All of a sudden a bunch of anti hunting bambi lover organizations showed up and started circulating a petition to cancel the hunt via a ballot initiative. The people of the village voted and the ballot initiative passed keeping it illegal to hunt. SO now they are literally stuck with the deer and no one can touch them.

@fastwater
I do not believe you could get over the first hurdle with the city of Columbus. If it were possible, they wouldn't be using snipers to exterminate the deer now. To the best of my knowledge a hunting solution is always the first recommendation from the DNR. When that is refused, they move on to the next option.


----------



## Lundy (Apr 5, 2004)

I would think that the reason many of these parks and villages elect to use a sharpshooting company versus hunting is pretty obvious.

You know what you are going to get when you hire the company to do the job, they have a single point of contact, can set tight regulations regarding times, locations and infringement on the home owners or park visitors.

Turn the task over to many individual hunters and there will be more problems and conflict, not to mention hunters blood trailing bambi through 3 backyards and finally gutting it out in someone's flower garden. Hunters are hunters worst enemy.

Directive A:
According to the deer hunting thread, what is always the DNR's first recommendation?

Material for this task:

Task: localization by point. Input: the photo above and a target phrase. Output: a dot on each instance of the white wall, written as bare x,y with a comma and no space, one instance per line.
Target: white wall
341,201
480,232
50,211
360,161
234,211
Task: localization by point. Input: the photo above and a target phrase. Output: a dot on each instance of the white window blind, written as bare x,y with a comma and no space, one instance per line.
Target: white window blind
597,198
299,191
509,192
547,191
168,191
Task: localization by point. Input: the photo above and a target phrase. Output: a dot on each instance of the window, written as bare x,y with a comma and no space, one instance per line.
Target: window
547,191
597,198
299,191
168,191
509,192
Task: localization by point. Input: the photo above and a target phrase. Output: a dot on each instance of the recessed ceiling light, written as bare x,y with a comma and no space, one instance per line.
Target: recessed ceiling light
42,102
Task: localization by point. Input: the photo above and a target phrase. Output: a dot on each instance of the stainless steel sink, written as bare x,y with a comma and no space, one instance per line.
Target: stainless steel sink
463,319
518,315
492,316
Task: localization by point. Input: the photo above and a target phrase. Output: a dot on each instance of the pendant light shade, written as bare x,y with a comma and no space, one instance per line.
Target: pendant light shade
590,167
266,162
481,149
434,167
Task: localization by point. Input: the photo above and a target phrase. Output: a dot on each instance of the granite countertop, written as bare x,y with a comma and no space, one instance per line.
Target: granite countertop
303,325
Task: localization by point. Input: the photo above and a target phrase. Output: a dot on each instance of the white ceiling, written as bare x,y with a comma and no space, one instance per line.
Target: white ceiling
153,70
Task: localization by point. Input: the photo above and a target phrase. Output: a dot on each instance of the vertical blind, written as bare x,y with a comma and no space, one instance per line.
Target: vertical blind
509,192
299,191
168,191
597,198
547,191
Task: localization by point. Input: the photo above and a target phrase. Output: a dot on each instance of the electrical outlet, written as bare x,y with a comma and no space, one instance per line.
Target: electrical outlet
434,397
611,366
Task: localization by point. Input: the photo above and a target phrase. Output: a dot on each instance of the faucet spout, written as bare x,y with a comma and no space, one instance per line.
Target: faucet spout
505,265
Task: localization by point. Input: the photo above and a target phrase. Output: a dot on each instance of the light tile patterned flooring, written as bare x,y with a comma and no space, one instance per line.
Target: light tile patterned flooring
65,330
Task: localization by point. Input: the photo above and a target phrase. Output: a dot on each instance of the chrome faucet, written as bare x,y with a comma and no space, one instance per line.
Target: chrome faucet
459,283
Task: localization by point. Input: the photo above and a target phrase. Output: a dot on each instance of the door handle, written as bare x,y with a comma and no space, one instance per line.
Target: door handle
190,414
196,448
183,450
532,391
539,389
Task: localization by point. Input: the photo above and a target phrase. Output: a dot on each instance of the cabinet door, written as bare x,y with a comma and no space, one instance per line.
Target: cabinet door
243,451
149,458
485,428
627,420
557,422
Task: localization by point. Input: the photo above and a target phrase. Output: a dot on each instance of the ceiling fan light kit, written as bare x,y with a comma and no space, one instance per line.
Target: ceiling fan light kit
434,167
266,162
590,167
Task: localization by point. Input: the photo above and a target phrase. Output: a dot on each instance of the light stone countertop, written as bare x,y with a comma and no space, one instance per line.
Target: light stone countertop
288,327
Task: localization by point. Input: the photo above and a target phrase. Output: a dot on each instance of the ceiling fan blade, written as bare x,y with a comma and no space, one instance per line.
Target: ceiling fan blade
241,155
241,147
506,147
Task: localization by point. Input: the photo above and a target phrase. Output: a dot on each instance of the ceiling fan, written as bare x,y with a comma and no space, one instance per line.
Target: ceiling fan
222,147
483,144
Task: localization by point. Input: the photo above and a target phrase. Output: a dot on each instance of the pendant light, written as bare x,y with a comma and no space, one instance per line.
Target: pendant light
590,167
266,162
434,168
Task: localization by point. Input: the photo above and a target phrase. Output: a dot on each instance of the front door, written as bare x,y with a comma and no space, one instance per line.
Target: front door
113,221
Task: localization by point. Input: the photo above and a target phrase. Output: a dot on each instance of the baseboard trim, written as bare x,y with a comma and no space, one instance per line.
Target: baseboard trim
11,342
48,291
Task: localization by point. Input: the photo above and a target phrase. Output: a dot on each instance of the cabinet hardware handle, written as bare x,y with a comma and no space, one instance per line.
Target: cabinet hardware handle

Directive B:
Please count the lines in the records that contain the word "steel" and reply with the number alone.

Worked solution A:
A hunting solution.

Worked solution B:
2